* Directive:
Please render the data lines between the line holding "the small hole" and the line holding "(1096, 262)", inclusive, as a JSON list of strings, one string per line, with blank lines left out.

Labeled-object pointing entries:
════════════════════

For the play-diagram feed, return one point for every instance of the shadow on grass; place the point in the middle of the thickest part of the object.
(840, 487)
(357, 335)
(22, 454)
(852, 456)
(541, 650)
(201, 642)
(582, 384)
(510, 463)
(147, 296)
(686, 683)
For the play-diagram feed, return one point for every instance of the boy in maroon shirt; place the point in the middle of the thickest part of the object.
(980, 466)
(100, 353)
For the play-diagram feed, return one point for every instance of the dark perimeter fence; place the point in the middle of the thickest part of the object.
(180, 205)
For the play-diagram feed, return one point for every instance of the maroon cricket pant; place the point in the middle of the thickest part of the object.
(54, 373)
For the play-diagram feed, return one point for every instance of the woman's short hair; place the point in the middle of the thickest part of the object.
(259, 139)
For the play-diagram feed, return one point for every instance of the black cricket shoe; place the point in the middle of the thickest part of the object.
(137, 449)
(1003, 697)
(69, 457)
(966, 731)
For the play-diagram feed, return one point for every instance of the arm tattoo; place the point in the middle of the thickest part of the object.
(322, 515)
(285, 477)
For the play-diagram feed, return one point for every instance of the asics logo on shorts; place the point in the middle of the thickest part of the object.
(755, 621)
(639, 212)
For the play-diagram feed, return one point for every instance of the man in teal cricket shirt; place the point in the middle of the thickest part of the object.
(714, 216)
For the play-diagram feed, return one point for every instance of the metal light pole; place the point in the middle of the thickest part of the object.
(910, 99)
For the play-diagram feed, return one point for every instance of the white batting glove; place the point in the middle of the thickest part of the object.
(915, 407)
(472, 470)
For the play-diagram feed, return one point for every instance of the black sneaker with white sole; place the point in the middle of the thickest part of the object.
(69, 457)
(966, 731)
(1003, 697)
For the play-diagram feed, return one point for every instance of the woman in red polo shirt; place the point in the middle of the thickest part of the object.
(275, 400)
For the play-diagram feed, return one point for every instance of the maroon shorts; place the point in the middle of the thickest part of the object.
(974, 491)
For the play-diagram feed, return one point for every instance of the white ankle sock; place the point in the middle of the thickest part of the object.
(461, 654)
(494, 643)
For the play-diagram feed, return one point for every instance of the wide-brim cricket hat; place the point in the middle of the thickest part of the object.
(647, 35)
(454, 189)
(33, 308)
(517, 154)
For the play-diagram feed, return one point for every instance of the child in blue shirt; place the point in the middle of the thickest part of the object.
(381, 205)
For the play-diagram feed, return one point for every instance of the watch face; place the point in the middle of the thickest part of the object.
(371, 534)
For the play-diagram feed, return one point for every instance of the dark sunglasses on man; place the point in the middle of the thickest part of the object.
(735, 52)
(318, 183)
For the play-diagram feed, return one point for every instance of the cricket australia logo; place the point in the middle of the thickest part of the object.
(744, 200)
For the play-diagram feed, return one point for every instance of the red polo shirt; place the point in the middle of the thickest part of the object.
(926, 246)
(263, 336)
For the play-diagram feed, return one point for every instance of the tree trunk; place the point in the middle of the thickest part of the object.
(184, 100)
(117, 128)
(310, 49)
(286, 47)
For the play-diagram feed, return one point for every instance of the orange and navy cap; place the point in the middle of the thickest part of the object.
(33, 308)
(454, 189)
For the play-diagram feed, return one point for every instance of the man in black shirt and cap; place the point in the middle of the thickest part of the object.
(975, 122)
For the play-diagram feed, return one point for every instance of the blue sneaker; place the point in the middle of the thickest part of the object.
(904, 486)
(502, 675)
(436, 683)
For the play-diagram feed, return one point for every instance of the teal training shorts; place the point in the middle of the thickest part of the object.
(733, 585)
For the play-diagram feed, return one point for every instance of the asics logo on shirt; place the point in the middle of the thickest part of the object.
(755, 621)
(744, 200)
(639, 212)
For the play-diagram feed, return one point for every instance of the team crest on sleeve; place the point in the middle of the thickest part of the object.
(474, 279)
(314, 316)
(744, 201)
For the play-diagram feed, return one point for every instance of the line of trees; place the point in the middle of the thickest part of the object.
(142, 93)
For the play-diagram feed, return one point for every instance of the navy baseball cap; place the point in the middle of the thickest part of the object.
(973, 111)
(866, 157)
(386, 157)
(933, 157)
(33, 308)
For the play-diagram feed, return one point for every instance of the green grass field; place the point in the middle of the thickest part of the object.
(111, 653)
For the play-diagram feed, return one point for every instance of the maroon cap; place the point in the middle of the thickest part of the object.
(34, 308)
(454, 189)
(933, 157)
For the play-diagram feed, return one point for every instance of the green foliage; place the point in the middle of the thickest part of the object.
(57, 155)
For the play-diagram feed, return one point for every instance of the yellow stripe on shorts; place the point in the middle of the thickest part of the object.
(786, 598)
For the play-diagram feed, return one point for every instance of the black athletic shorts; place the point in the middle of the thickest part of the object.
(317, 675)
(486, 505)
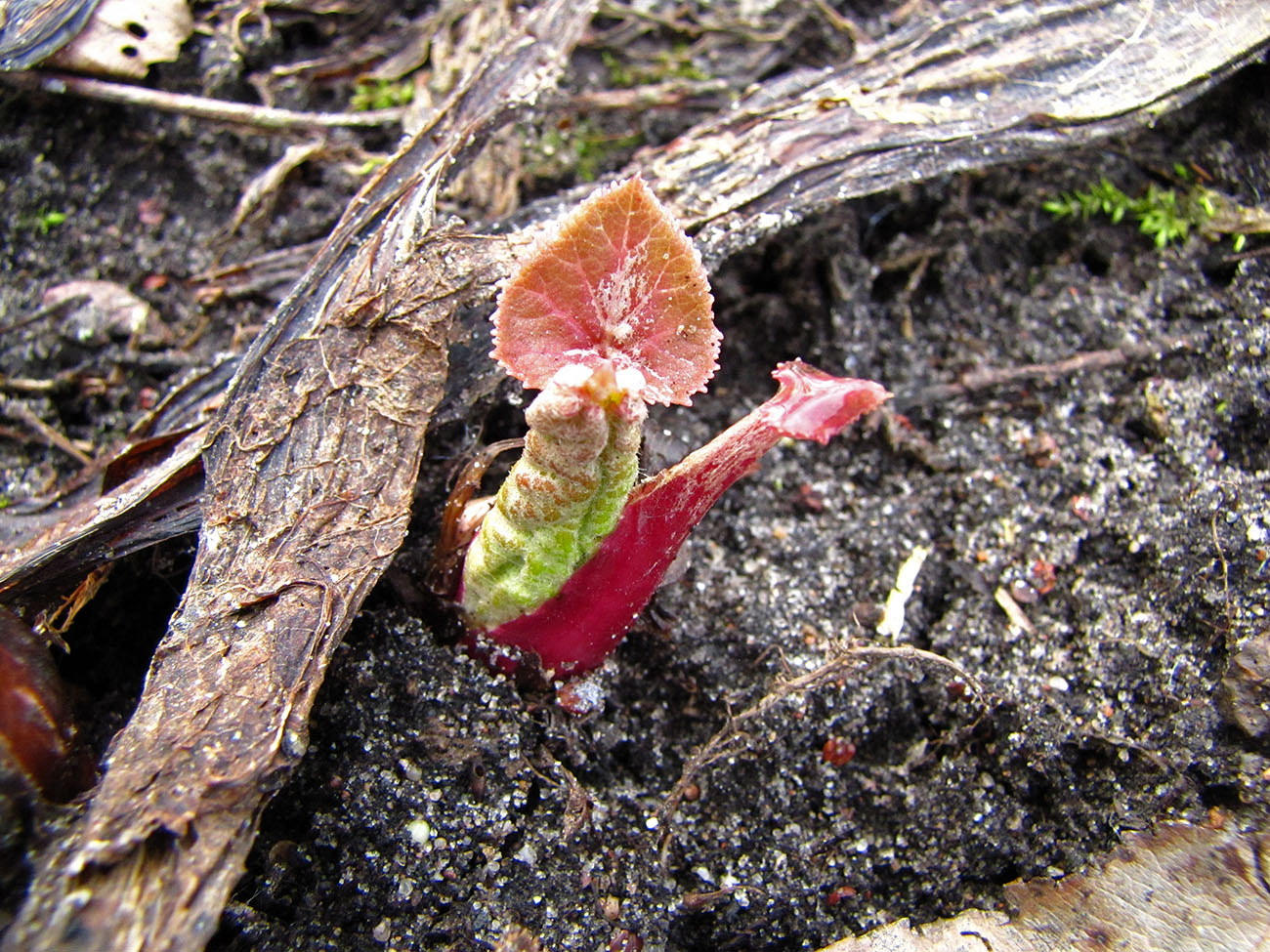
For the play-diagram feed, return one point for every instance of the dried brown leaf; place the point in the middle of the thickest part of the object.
(1182, 889)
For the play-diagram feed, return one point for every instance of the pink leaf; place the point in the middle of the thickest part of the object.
(579, 627)
(618, 280)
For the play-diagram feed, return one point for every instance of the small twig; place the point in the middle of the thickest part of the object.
(199, 106)
(1078, 363)
(51, 436)
(724, 741)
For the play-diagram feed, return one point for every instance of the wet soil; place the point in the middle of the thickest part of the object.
(1122, 507)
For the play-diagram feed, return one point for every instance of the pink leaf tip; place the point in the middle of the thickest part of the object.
(579, 627)
(618, 280)
(813, 405)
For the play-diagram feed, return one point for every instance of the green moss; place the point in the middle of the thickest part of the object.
(1164, 215)
(372, 94)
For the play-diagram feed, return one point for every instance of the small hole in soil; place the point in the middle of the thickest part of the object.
(1096, 262)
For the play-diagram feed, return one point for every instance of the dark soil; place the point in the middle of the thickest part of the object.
(1125, 509)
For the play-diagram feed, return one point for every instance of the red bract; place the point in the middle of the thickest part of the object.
(620, 282)
(579, 627)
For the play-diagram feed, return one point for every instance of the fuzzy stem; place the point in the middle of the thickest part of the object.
(562, 498)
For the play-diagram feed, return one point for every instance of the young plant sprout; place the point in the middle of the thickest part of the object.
(610, 313)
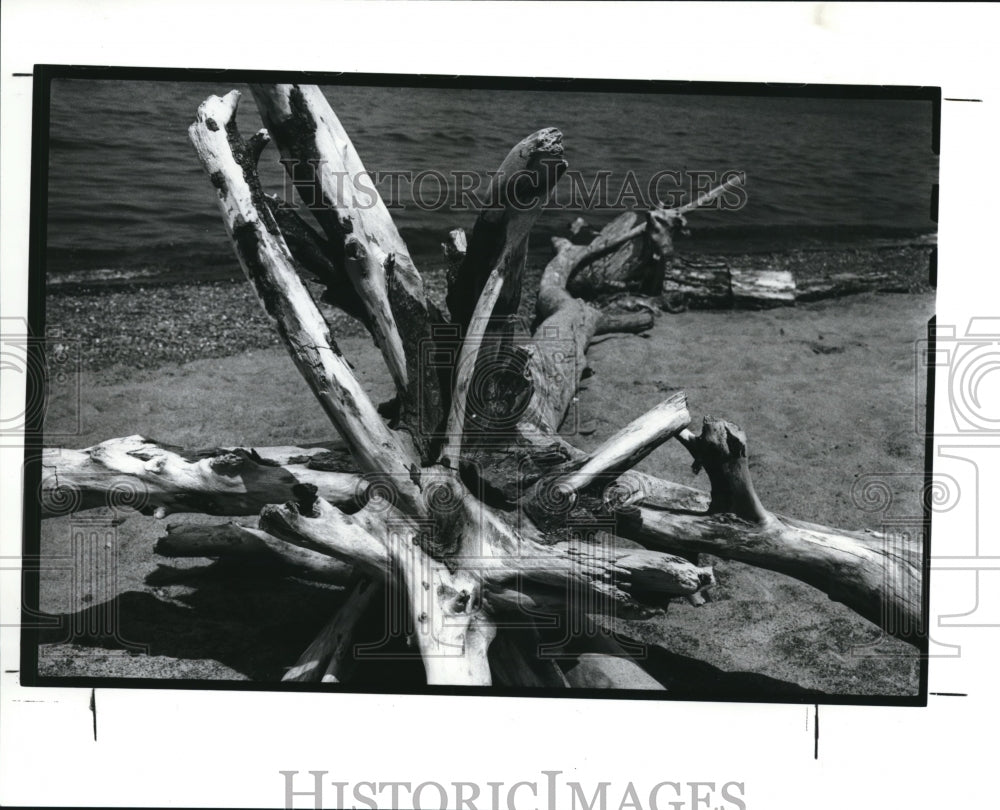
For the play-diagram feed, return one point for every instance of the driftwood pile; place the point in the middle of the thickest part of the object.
(459, 500)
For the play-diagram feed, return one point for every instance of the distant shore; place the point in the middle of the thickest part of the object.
(126, 324)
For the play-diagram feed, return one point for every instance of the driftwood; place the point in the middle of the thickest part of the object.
(626, 259)
(468, 505)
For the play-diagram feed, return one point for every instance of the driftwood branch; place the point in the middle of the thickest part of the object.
(554, 496)
(231, 541)
(493, 267)
(335, 186)
(513, 521)
(139, 473)
(330, 659)
(269, 266)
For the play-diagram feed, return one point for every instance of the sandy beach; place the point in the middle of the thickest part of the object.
(826, 392)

════════════════════

* Full solution:
[
  "For the play-diagram feed, return one point for every instance of the small hole in soil; place the point in the middle of the thickest part of the object.",
  "(1096, 262)"
]